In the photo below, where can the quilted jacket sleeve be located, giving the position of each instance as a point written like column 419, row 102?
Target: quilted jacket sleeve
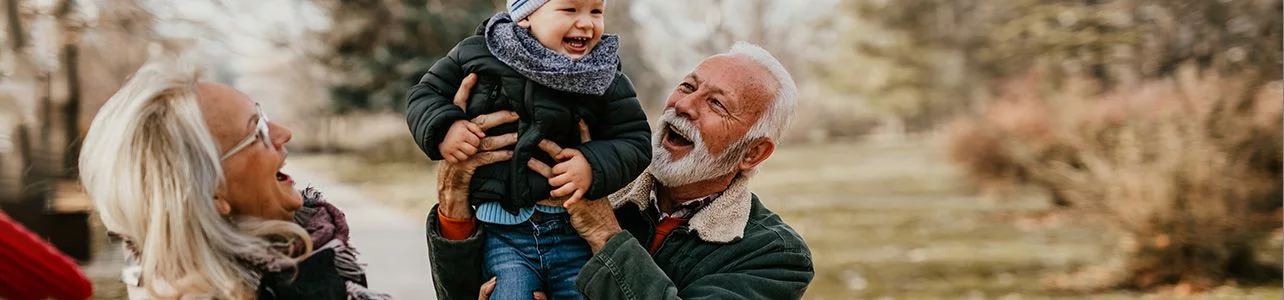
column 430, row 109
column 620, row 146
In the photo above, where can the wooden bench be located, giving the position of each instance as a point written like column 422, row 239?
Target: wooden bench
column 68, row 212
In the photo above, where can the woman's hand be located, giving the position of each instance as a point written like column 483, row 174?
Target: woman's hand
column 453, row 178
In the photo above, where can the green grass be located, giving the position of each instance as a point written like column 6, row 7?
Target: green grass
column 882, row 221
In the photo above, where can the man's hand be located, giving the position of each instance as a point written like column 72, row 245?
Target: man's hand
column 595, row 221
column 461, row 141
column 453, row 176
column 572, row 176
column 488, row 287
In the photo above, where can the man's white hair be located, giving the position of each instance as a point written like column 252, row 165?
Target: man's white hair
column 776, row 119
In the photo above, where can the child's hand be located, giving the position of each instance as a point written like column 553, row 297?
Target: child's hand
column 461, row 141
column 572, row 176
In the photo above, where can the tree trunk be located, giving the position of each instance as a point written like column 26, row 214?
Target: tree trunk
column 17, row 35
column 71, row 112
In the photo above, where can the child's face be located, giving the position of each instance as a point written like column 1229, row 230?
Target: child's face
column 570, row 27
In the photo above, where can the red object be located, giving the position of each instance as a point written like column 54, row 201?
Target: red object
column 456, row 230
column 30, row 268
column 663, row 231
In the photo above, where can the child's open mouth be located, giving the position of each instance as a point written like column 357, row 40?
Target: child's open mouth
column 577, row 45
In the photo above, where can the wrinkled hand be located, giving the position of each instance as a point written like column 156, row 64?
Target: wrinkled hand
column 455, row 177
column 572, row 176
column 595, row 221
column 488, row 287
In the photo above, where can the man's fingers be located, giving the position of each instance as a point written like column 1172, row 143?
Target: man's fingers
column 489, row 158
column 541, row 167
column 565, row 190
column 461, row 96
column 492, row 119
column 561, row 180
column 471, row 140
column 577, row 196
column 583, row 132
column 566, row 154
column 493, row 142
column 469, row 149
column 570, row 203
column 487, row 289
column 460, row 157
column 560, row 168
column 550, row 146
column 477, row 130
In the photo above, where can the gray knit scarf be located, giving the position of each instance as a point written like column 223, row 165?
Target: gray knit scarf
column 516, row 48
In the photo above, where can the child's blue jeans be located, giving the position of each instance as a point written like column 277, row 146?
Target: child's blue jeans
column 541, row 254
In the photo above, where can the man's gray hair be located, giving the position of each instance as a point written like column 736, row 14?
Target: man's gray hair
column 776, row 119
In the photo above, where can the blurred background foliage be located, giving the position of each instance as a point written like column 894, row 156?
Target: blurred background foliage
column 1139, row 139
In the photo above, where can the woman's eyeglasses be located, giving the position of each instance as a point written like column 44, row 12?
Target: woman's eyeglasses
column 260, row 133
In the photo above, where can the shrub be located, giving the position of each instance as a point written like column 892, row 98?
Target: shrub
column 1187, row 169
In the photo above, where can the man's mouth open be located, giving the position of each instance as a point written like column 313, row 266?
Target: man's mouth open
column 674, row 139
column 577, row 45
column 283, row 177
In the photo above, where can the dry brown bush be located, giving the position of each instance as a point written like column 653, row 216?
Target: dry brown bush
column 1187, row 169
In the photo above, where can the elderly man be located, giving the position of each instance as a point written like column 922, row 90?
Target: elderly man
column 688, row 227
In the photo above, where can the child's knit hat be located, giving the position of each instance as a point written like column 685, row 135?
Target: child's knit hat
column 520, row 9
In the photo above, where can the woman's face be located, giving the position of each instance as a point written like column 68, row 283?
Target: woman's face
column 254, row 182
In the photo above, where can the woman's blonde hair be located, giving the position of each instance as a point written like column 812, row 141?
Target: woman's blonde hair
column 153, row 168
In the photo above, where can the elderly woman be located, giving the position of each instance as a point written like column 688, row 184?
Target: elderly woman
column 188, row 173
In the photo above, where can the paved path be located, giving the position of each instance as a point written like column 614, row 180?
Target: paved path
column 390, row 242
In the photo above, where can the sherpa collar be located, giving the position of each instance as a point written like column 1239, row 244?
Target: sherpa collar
++++++
Arrange all of the material above as a Markdown table with two columns, Index and Entry, giving each line its own numbered row and skipping blank lines. Leave the pictures out of your answer.

- _TASK SOLUTION_
| Index | Entry |
|---|---|
| 1 | In the photo below, where can the quilted jacket sleeve be located, giving the position of each instance as a point written like column 419, row 102? |
| 2 | Target: quilted jacket sleeve |
| 3 | column 430, row 109 |
| 4 | column 620, row 146 |
| 5 | In the photo above, where can the wooden bench be located, giving the position of each instance as a point written like column 422, row 239? |
| 6 | Target: wooden bench |
| 7 | column 68, row 212 |
| 8 | In the photo above, where can the woman's hand be located, giving the position of each instance as a point written like column 483, row 174? |
| 9 | Target: woman's hand |
| 10 | column 453, row 178 |
| 11 | In the photo above, where can the green grass be located, giving the position of each instance as a point written like column 6, row 7? |
| 12 | Target: green grass |
| 13 | column 882, row 221 |
| 14 | In the photo above, where can the man's hand be located, giving the position of each instance as a point written like column 72, row 245? |
| 15 | Target: man's hand |
| 16 | column 595, row 221 |
| 17 | column 461, row 141 |
| 18 | column 453, row 176 |
| 19 | column 572, row 176 |
| 20 | column 488, row 287 |
| 21 | In the photo above, where can the man's white hair be located, giving the position of each instance as a point written like column 252, row 165? |
| 22 | Target: man's white hair |
| 23 | column 776, row 119 |
| 24 | In the photo above, where can the child's hand be located, giving the position of each instance as a point written like column 553, row 297? |
| 25 | Target: child's hand |
| 26 | column 461, row 141 |
| 27 | column 572, row 176 |
| 28 | In the photo above, where can the tree trunk be located, giving the position of each instance as a point written like column 26, row 214? |
| 29 | Target: tree trunk |
| 30 | column 17, row 35 |
| 31 | column 71, row 112 |
| 32 | In the photo above, where can the child's face be located, giving the position of each instance as a point written like column 1229, row 230? |
| 33 | Target: child's face |
| 34 | column 570, row 27 |
| 35 | In the photo above, where can the red object be located, giving the position of each instance as a point written like column 54, row 201? |
| 36 | Target: red object |
| 37 | column 456, row 230 |
| 38 | column 30, row 268 |
| 39 | column 663, row 231 |
| 40 | In the photo above, where can the child's open mouth be located, giving the position of each instance as a point written like column 357, row 40? |
| 41 | Target: child's open mouth |
| 42 | column 577, row 45 |
| 43 | In the photo above, where can the wrinkled hand be located, giving the position of each instance as a point written like column 156, row 64? |
| 44 | Target: wrinkled hand |
| 45 | column 455, row 177 |
| 46 | column 572, row 176 |
| 47 | column 595, row 221 |
| 48 | column 488, row 287 |
| 49 | In the photo above, where can the man's fingers be located, giving the position of each instance as a point written like column 1172, row 143? |
| 50 | Target: man's fingers |
| 51 | column 489, row 158 |
| 52 | column 541, row 167 |
| 53 | column 565, row 190 |
| 54 | column 461, row 96 |
| 55 | column 492, row 119 |
| 56 | column 561, row 180 |
| 57 | column 471, row 140 |
| 58 | column 577, row 196 |
| 59 | column 583, row 132 |
| 60 | column 566, row 154 |
| 61 | column 493, row 142 |
| 62 | column 469, row 149 |
| 63 | column 570, row 203 |
| 64 | column 487, row 289 |
| 65 | column 460, row 157 |
| 66 | column 560, row 168 |
| 67 | column 550, row 146 |
| 68 | column 477, row 130 |
| 69 | In the photo above, where can the gray knit scarf be located, giving the position of each instance as a point written like column 223, row 165? |
| 70 | Target: gray knit scarf |
| 71 | column 516, row 48 |
| 72 | In the photo above, where can the child's blue jeans be located, giving the position of each instance as a point written like column 277, row 146? |
| 73 | Target: child's blue jeans |
| 74 | column 541, row 254 |
| 75 | In the photo above, where can the man's gray hair be located, giving the position of each instance as a point written like column 736, row 14? |
| 76 | Target: man's gray hair |
| 77 | column 776, row 119 |
| 78 | In the photo above, where can the blurred background foliage be located, giving the position of each instance as a point written like column 894, row 156? |
| 79 | Target: blurred background foliage |
| 80 | column 1139, row 139 |
| 81 | In the photo above, where can the woman's eyeglasses be located, giving the position of each instance as a point written like column 44, row 12? |
| 82 | Target: woman's eyeglasses |
| 83 | column 260, row 133 |
| 84 | In the photo above, where can the shrub be located, giving the position of each instance as a point written like column 892, row 98? |
| 85 | Target: shrub |
| 86 | column 1187, row 169 |
| 87 | In the photo above, where can the man's mouth open be located, giving the position of each instance as a point written like column 313, row 266? |
| 88 | Target: man's mouth open |
| 89 | column 674, row 139 |
| 90 | column 577, row 45 |
| 91 | column 283, row 177 |
| 92 | In the photo above, where can the dry brown bush be located, giving the position of each instance as a point written like column 653, row 216? |
| 93 | Target: dry brown bush |
| 94 | column 1187, row 169 |
| 95 | In the photo above, where can the elderly man be located, giving the position of each instance as a point written like column 922, row 90? |
| 96 | Target: elderly man |
| 97 | column 688, row 227 |
| 98 | In the photo above, where can the child's knit hat be located, giving the position of each instance as a point written like column 685, row 135? |
| 99 | Target: child's knit hat |
| 100 | column 520, row 9 |
| 101 | In the photo above, where can the woman's face be located, giving the position of each instance as a point written like column 68, row 283? |
| 102 | Target: woman's face |
| 103 | column 254, row 182 |
| 104 | In the photo above, where can the woman's blonde hair be located, giving the position of each instance as a point written like column 812, row 141? |
| 105 | Target: woman's blonde hair |
| 106 | column 153, row 168 |
| 107 | In the photo above, where can the elderly woman be located, giving the position of each instance as a point written like column 688, row 184? |
| 108 | Target: elderly woman |
| 109 | column 188, row 173 |
| 110 | In the photo above, where can the paved path be located, giving the position of each instance as a point written like column 614, row 180? |
| 111 | Target: paved path |
| 112 | column 390, row 242 |
| 113 | In the photo above, where can the sherpa collar be located, giving the position of each instance as a point written like column 1239, row 244? |
| 114 | Target: sherpa collar |